◆ **Do this**:
Copy out only the span from the line with "of the forearm." to the end of the data, both ends kept, word for word.

◆ **Entries shown**:

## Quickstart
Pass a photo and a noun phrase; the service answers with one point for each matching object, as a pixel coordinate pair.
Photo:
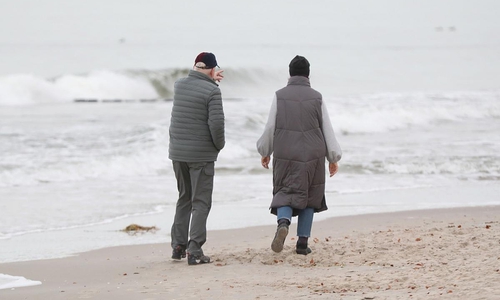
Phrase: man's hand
(265, 161)
(218, 75)
(333, 168)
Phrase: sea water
(85, 100)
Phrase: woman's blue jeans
(304, 224)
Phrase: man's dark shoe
(279, 238)
(302, 249)
(178, 252)
(198, 259)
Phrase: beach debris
(134, 229)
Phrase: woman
(299, 134)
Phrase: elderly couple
(298, 133)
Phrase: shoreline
(424, 253)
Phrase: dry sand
(429, 254)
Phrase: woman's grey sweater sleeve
(265, 142)
(334, 153)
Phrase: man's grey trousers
(195, 181)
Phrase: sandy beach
(426, 254)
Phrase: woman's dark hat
(208, 59)
(299, 66)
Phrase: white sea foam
(10, 282)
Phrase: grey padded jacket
(197, 121)
(299, 148)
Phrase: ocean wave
(126, 85)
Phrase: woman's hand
(265, 161)
(333, 168)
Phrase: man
(300, 135)
(196, 138)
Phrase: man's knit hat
(205, 60)
(299, 66)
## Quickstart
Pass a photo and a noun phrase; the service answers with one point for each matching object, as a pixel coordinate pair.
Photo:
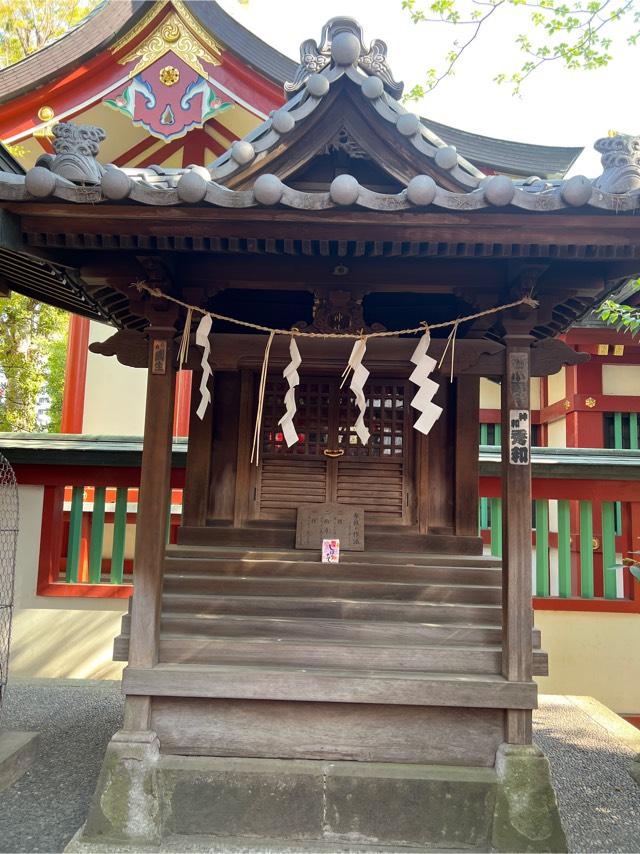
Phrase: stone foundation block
(148, 801)
(17, 752)
(527, 816)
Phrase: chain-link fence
(8, 542)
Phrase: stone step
(389, 558)
(332, 608)
(315, 653)
(370, 571)
(315, 589)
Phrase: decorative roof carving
(341, 43)
(76, 148)
(620, 163)
(343, 141)
(338, 311)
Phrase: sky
(556, 107)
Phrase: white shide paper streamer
(202, 340)
(423, 400)
(358, 379)
(292, 376)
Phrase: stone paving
(599, 802)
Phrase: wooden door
(329, 463)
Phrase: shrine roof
(111, 20)
(342, 87)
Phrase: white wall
(63, 637)
(114, 394)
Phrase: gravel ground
(599, 802)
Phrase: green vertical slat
(586, 550)
(564, 549)
(617, 429)
(119, 534)
(97, 535)
(542, 548)
(608, 549)
(484, 514)
(633, 431)
(496, 527)
(168, 538)
(75, 534)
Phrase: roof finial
(620, 163)
(341, 43)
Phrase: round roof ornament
(372, 87)
(344, 190)
(268, 189)
(192, 187)
(576, 191)
(408, 124)
(421, 190)
(447, 157)
(345, 48)
(282, 121)
(40, 182)
(116, 184)
(317, 85)
(499, 190)
(242, 151)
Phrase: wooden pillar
(517, 611)
(151, 522)
(196, 486)
(75, 377)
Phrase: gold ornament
(45, 114)
(170, 32)
(180, 35)
(169, 75)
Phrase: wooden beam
(517, 619)
(261, 683)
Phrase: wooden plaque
(318, 522)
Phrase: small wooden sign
(318, 522)
(159, 357)
(519, 437)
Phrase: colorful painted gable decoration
(170, 93)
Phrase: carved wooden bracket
(129, 347)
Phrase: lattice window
(313, 400)
(384, 417)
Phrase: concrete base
(17, 752)
(146, 801)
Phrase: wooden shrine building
(386, 699)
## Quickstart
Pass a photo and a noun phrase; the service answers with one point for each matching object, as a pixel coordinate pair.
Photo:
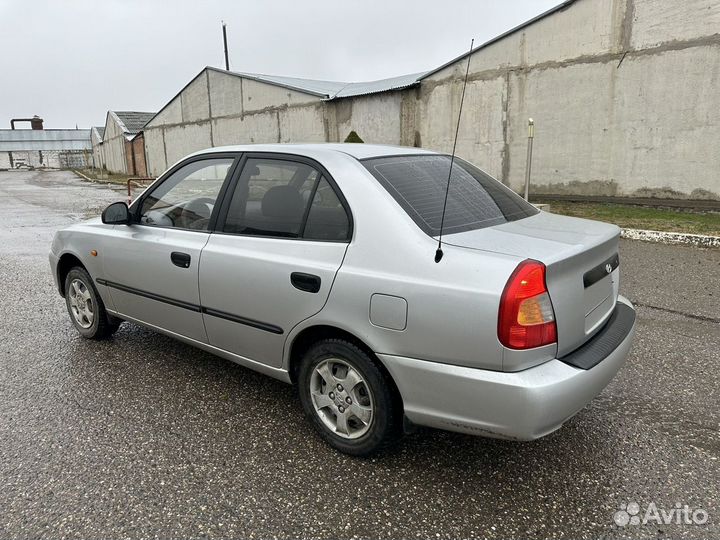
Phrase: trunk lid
(577, 253)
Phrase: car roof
(356, 150)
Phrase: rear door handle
(180, 259)
(305, 282)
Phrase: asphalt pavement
(141, 436)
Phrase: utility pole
(227, 62)
(528, 163)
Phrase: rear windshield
(475, 199)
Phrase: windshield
(475, 199)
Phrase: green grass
(641, 217)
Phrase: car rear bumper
(522, 405)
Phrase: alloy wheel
(341, 398)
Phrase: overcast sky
(70, 61)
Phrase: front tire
(86, 308)
(349, 400)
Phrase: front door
(151, 266)
(280, 240)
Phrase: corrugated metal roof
(132, 121)
(17, 140)
(315, 87)
(383, 85)
(527, 23)
(330, 90)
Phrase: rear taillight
(526, 317)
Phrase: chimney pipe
(35, 122)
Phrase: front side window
(187, 197)
(474, 199)
(285, 199)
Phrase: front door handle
(305, 282)
(180, 259)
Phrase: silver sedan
(315, 264)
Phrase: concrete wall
(114, 147)
(98, 155)
(218, 109)
(137, 147)
(623, 93)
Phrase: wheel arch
(66, 262)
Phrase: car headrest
(282, 202)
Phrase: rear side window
(286, 199)
(475, 200)
(327, 219)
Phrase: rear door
(271, 262)
(151, 266)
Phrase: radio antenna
(439, 252)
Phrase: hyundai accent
(314, 264)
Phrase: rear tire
(351, 403)
(86, 308)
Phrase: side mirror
(116, 214)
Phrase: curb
(699, 240)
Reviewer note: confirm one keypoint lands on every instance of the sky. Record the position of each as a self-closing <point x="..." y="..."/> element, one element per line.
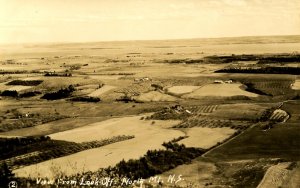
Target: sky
<point x="35" y="21"/>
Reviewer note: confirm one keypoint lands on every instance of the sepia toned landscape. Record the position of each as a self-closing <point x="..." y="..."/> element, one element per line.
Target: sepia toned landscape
<point x="149" y="94"/>
<point x="218" y="112"/>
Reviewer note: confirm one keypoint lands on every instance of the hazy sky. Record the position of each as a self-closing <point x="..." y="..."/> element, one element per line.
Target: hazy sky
<point x="97" y="20"/>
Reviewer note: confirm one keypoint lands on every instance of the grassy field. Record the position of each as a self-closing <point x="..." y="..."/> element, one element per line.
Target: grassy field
<point x="157" y="91"/>
<point x="282" y="141"/>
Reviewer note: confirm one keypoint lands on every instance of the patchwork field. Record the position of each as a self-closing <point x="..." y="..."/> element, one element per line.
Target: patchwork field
<point x="203" y="137"/>
<point x="199" y="108"/>
<point x="148" y="136"/>
<point x="178" y="90"/>
<point x="219" y="90"/>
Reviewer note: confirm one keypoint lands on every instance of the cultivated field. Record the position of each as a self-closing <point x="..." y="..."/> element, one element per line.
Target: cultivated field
<point x="219" y="90"/>
<point x="219" y="112"/>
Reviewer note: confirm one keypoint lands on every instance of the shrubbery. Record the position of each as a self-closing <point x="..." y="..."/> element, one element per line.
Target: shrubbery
<point x="60" y="94"/>
<point x="25" y="82"/>
<point x="263" y="70"/>
<point x="86" y="99"/>
<point x="9" y="93"/>
<point x="157" y="161"/>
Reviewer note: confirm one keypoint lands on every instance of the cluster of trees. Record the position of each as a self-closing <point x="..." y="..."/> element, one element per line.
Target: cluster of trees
<point x="9" y="93"/>
<point x="15" y="94"/>
<point x="280" y="59"/>
<point x="58" y="74"/>
<point x="229" y="59"/>
<point x="173" y="112"/>
<point x="25" y="82"/>
<point x="86" y="99"/>
<point x="10" y="147"/>
<point x="263" y="70"/>
<point x="251" y="88"/>
<point x="47" y="148"/>
<point x="6" y="175"/>
<point x="29" y="94"/>
<point x="60" y="94"/>
<point x="266" y="114"/>
<point x="157" y="161"/>
<point x="184" y="61"/>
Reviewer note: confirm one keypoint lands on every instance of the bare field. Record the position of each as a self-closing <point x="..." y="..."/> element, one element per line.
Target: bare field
<point x="219" y="90"/>
<point x="296" y="85"/>
<point x="101" y="91"/>
<point x="148" y="136"/>
<point x="178" y="90"/>
<point x="152" y="76"/>
<point x="155" y="96"/>
<point x="204" y="137"/>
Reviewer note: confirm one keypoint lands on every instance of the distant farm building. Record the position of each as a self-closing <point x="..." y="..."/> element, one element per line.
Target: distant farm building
<point x="218" y="82"/>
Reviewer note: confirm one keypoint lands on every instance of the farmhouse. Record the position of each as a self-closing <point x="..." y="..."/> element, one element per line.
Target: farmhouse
<point x="218" y="82"/>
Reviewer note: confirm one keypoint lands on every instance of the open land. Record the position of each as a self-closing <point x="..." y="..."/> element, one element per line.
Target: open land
<point x="218" y="112"/>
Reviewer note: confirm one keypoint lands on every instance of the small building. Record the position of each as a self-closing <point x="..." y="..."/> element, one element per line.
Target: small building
<point x="228" y="81"/>
<point x="218" y="82"/>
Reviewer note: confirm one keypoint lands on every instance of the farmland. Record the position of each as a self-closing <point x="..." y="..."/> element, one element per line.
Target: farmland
<point x="144" y="108"/>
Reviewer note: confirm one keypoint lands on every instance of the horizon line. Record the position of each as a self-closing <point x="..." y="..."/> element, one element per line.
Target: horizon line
<point x="137" y="40"/>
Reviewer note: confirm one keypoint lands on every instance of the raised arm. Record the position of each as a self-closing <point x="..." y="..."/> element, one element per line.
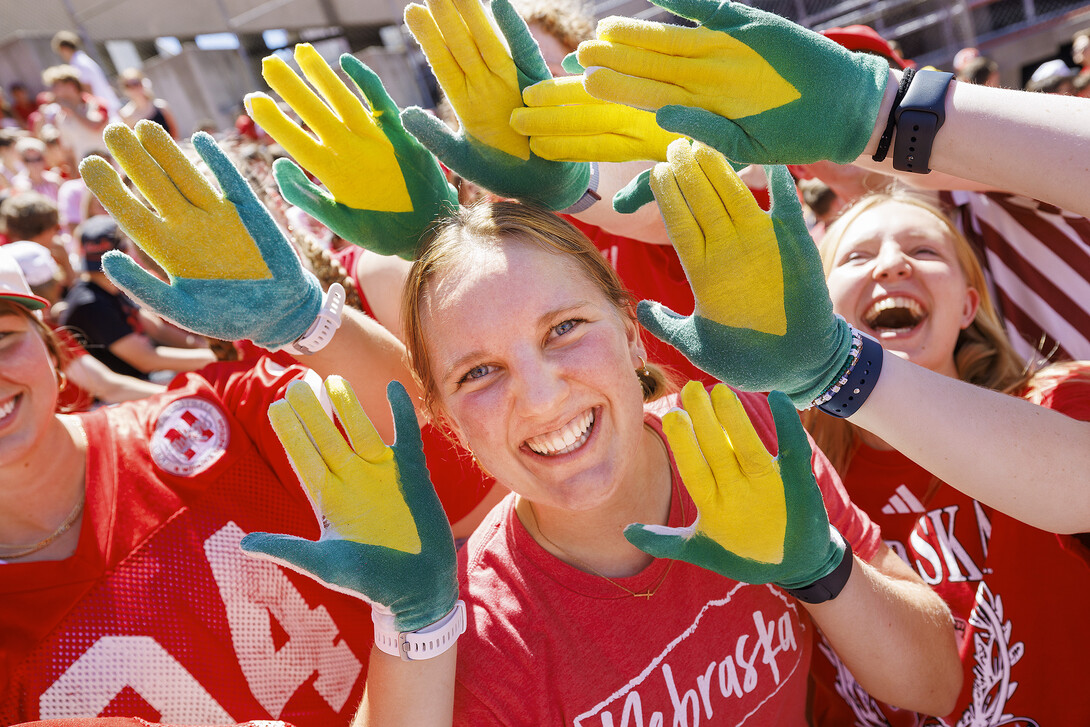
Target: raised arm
<point x="770" y="325"/>
<point x="762" y="519"/>
<point x="232" y="273"/>
<point x="762" y="89"/>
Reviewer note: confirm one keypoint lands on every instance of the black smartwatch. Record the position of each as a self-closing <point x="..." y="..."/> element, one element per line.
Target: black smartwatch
<point x="918" y="117"/>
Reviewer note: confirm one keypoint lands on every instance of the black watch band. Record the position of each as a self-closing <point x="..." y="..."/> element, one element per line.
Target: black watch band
<point x="830" y="586"/>
<point x="919" y="117"/>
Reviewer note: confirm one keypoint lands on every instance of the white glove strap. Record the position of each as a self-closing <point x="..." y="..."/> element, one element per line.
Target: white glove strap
<point x="423" y="643"/>
<point x="324" y="327"/>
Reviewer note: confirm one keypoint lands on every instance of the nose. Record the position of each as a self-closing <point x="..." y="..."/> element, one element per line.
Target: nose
<point x="539" y="386"/>
<point x="892" y="263"/>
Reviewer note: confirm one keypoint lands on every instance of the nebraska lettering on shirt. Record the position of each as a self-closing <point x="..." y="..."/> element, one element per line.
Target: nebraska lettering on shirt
<point x="936" y="552"/>
<point x="759" y="661"/>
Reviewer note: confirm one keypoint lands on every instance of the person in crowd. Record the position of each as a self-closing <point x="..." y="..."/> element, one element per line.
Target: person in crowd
<point x="33" y="217"/>
<point x="36" y="177"/>
<point x="22" y="104"/>
<point x="69" y="47"/>
<point x="89" y="380"/>
<point x="982" y="71"/>
<point x="144" y="503"/>
<point x="143" y="103"/>
<point x="111" y="327"/>
<point x="77" y="116"/>
<point x="898" y="269"/>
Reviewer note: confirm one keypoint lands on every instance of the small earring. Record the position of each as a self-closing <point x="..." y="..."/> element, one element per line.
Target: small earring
<point x="648" y="382"/>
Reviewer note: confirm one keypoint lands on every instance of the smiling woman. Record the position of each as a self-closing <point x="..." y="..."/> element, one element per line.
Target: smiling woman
<point x="899" y="270"/>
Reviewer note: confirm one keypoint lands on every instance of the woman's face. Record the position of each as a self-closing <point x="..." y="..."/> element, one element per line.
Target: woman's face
<point x="535" y="368"/>
<point x="27" y="387"/>
<point x="896" y="276"/>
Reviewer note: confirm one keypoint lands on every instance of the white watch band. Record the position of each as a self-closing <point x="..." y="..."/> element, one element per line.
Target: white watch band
<point x="324" y="327"/>
<point x="423" y="643"/>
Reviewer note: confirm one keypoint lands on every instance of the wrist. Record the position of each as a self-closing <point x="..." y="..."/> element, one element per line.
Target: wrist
<point x="423" y="643"/>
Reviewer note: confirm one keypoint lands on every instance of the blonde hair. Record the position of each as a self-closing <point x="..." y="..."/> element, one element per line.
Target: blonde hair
<point x="983" y="354"/>
<point x="444" y="245"/>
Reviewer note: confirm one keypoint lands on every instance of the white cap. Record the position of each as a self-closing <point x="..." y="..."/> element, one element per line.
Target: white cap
<point x="1053" y="69"/>
<point x="13" y="285"/>
<point x="38" y="266"/>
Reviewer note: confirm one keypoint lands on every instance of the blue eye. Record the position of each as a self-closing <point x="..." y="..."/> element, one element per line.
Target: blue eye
<point x="475" y="373"/>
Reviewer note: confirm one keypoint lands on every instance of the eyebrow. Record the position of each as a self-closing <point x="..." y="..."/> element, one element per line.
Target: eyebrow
<point x="543" y="320"/>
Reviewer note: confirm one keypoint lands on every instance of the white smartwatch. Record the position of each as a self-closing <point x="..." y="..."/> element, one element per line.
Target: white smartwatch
<point x="423" y="643"/>
<point x="324" y="327"/>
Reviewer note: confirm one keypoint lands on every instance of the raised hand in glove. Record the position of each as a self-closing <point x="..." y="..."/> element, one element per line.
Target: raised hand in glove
<point x="385" y="188"/>
<point x="566" y="123"/>
<point x="763" y="317"/>
<point x="755" y="86"/>
<point x="761" y="519"/>
<point x="232" y="274"/>
<point x="484" y="84"/>
<point x="385" y="537"/>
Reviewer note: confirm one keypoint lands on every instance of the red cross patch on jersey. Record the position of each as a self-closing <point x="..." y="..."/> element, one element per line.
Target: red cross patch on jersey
<point x="190" y="436"/>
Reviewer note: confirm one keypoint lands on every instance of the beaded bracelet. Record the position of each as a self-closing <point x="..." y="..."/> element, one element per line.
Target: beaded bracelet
<point x="855" y="385"/>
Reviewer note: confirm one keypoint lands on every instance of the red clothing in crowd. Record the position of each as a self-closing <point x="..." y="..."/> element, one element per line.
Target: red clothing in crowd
<point x="1018" y="595"/>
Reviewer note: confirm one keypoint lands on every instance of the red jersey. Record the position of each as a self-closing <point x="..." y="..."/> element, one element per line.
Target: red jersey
<point x="158" y="614"/>
<point x="1018" y="595"/>
<point x="549" y="644"/>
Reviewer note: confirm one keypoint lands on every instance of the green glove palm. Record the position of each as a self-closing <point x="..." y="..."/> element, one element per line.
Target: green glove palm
<point x="755" y="86"/>
<point x="385" y="537"/>
<point x="760" y="519"/>
<point x="232" y="274"/>
<point x="763" y="318"/>
<point x="484" y="84"/>
<point x="354" y="147"/>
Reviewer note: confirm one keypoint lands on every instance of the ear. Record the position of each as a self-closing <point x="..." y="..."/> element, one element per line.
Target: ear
<point x="971" y="305"/>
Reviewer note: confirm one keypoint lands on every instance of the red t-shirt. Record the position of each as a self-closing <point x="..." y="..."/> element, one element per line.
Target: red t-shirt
<point x="651" y="273"/>
<point x="1018" y="595"/>
<point x="549" y="644"/>
<point x="159" y="614"/>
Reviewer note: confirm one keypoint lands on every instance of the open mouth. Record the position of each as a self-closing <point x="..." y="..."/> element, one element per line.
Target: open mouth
<point x="8" y="407"/>
<point x="568" y="438"/>
<point x="895" y="315"/>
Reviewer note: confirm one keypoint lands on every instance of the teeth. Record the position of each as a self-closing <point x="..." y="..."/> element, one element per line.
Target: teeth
<point x="567" y="438"/>
<point x="894" y="302"/>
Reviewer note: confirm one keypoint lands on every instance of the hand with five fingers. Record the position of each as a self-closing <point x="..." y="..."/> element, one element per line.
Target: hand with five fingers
<point x="384" y="188"/>
<point x="763" y="318"/>
<point x="755" y="86"/>
<point x="484" y="84"/>
<point x="761" y="519"/>
<point x="385" y="537"/>
<point x="232" y="274"/>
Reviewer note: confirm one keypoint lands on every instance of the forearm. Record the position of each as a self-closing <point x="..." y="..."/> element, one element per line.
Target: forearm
<point x="1025" y="460"/>
<point x="897" y="639"/>
<point x="410" y="693"/>
<point x="1030" y="144"/>
<point x="645" y="225"/>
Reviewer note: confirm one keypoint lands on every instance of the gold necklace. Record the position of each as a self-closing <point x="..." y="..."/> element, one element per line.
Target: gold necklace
<point x="12" y="552"/>
<point x="643" y="594"/>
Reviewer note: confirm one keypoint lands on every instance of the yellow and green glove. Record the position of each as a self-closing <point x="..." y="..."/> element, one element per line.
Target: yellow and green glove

◆ **Expected answer**:
Reviewer note: confirm one keypoint lands on every instance of the forearm. Record the position of each as a self-closing <point x="..." y="..."/> element, one element per line.
Target: forearm
<point x="1025" y="460"/>
<point x="897" y="639"/>
<point x="410" y="693"/>
<point x="1030" y="144"/>
<point x="645" y="225"/>
Reviewer note: confirm one keypoint lands on every instance of the gold necklace. Record the position of each as a self-closing <point x="..." y="..."/> element, one element per line.
Target: gold necklace
<point x="12" y="552"/>
<point x="643" y="594"/>
Reviewer note: confirm one keypoint lands on every instance of the yellow and green glove. Record the position of each as a self-closing <point x="..." y="..."/> element, one element per line.
Target: yellow and green glove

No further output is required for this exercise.